L’analisi

Si parla di accordo: sarà davvero pace fra le due Coree?

Negli scorsi giorni il presidente sudcoreano Moon Jae-in ha dichiarato di una disponibilità «in linea di principio» da parte di tutti gli attori a mettere formalmente la parola «fine» al conflitto che, ufficialmente, rimane aperto dagli anni ‘50 - Ma tra un possibile trattato e la vera stabilità, c’è un oceano - Ne parliamo con l’esperto Antonio Fiori, professore presso l’Università di Bologna
Kim Jong-un e Moon Jae-in, i leader della Corea del Nord e del Sud, si strinsero la mano già nel corso dell’incontro tenutosi il 27 aprile 2018 a Panmounjom. Negli scorsi giorni si è tornati a parlare di accordi: che la pace sia più vicina? / © Korea Summit Press Pool via AP
Giacomo Butti
15.12.2021 06:00

Sono passati quasi settant’anni dall’armistizio di Panmunjom, patto firmato il 27 luglio 1953 che pose fine alla Guerra di Corea (scoppiata il 25 giugno del 1950). Un armistizio, per definizione, non è però un accordo di pace: rappresenta solo la sospensione delle ostilità. In sostanza, almeno a livello formale, le due Coree sono ad oggi ancora in guerra. Proprio in questi giorni, però, il presidente sudcoreano Moon Jae-in ha parlato di una disponibilità «in linea di principio» da parte di tutti gli attori a mettere finalmente e ufficialmente la parola «fine» alla Guerra. Che conseguenze potrà avere un accordo, dovesse arrivare, sulla regione? Davvero le tensioni tra i due Paesi si ridurranno? Ne abbiamo parlato con Antonio Fiori, professore di Storia e istituzioni dell’Asia presso l’Università di Bologna ed esperto della questione coreana.

---+---

• **COMPITI DELL'ESERCIZIO**:
(1) Secondo l'articolo sulla pace fra le due Coree, in che data fu firmato l'armistizio di Panmunjom?
(2) Prosegui l'articolo sulla pace fra le due Coree a partire dalla sua ultima frase.

• **DATI DISPONIBILI**:
---+---

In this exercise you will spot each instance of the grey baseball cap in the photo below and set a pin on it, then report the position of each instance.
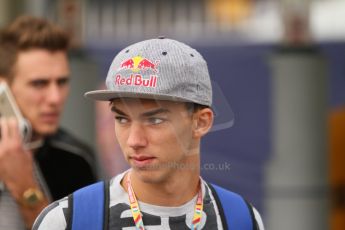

---+---

• **RISPOSTE AI COMPITI**:
(1) Il 27 luglio 1953.

(2)
Il presidente della Corea del Sud Moon Jae-in. / © Korea Summit Press Pool via AP
Il presidente della Corea del Sud Moon Jae-in. / © Korea Summit Press Pool via AP

La disponibilità vincolata

«Il raggiungimento di un accordo di pace potrebbe rappresentare un notevole passo avanti nella relazione tra i due Paesi», ammette inizialmente Fiori. Ma c’è un però: «Della possibilità di superare l’armistizio se ne parla da decenni. Le uscite degli ultimi giorni non sono nulla di nuovo. Già la dichiarazione del 1991 (South-North Agreement) andava in questa direzione. Lo abbiamo visto anche in tempi più recenti, il 27 aprile 2018, con la dichiarazione di Panmounjom, quando i due leader si sono incontrati per discorrere nuovamente di ‘‘pace, prosperità e riunificazione’’. Si procede sempre nella stessa direzione senza che i discorsi si traducano in una scelta sostanziale». Questa volta sarà diverso? «La dinamica è la stessa: il presidente sudcoreano Moon Jae-in ha parlato di una disponibilità ‘‘in linea di principio’’ alla firma di un accordo di pace. E un segnale di apertura è arrivato da Pyongyang per voce della sorella del leader, Kom Yo-jong. Ma si tratta comunque di una disponibilità vincolata: la Corea del Nord punta sempre i riflettori sulla supposta ostilità che gli Stati Uniti continuano a nutrire nei confronti del regime». Un’inimicizia che si manifesterebbe in diversi modi, sottolinea il professore dell’Università di Bologna: «Quando Pyongyang parla di ostilità statunitense, lo fa pensando ai 28 mila soldati statunitensi stanziati in Corea del Sud, al contingente americano (peraltro sempre meno nutrito) ancora presente nelle vicine basi giapponesi e, soprattutto, alle esercitazioni militari congiunte che gli Stati Uniti portano avanti con Seul al largo delle coste nordcoreane». Tutti fattori «dall’importanza cruciale» che allontanano la tanto sospirata stretta di mano.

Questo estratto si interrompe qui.